**RECORDED DATA**

[Start of Attachment]

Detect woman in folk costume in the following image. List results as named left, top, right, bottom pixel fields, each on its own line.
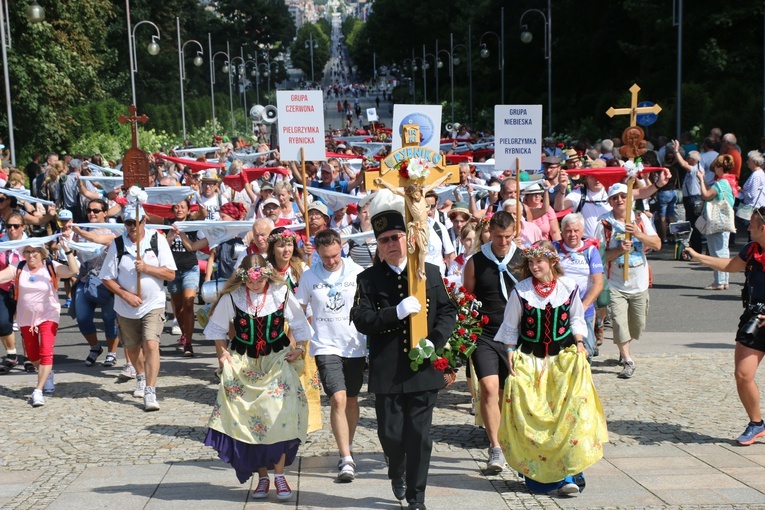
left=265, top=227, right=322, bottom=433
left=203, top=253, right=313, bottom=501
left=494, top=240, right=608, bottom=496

[End of Attachment]
[Start of Attachment]

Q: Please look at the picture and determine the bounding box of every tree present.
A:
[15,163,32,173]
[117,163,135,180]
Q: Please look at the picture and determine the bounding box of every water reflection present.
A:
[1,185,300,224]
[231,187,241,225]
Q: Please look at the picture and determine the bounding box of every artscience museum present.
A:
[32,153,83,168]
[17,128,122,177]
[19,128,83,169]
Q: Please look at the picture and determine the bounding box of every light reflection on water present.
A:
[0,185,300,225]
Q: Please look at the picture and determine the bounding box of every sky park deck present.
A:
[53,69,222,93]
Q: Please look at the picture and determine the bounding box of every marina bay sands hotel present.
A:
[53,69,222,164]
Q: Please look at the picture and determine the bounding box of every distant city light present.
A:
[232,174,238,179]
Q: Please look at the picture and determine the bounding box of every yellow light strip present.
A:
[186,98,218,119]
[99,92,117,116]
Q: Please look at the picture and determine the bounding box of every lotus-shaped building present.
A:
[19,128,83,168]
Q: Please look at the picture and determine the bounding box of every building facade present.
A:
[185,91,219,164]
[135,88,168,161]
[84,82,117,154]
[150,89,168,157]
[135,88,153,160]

[End of Attachment]
[Start of Attachment]

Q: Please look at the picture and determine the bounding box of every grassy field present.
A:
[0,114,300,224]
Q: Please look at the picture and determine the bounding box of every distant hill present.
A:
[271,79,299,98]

[End of Attachment]

Would you filter the records and copy each line that contains the word "building"?

Q: Please look at the picture and determine the bounding box of every lotus-shaped building present.
Q: Please look at the picture and determine the bounding box of every building facade present.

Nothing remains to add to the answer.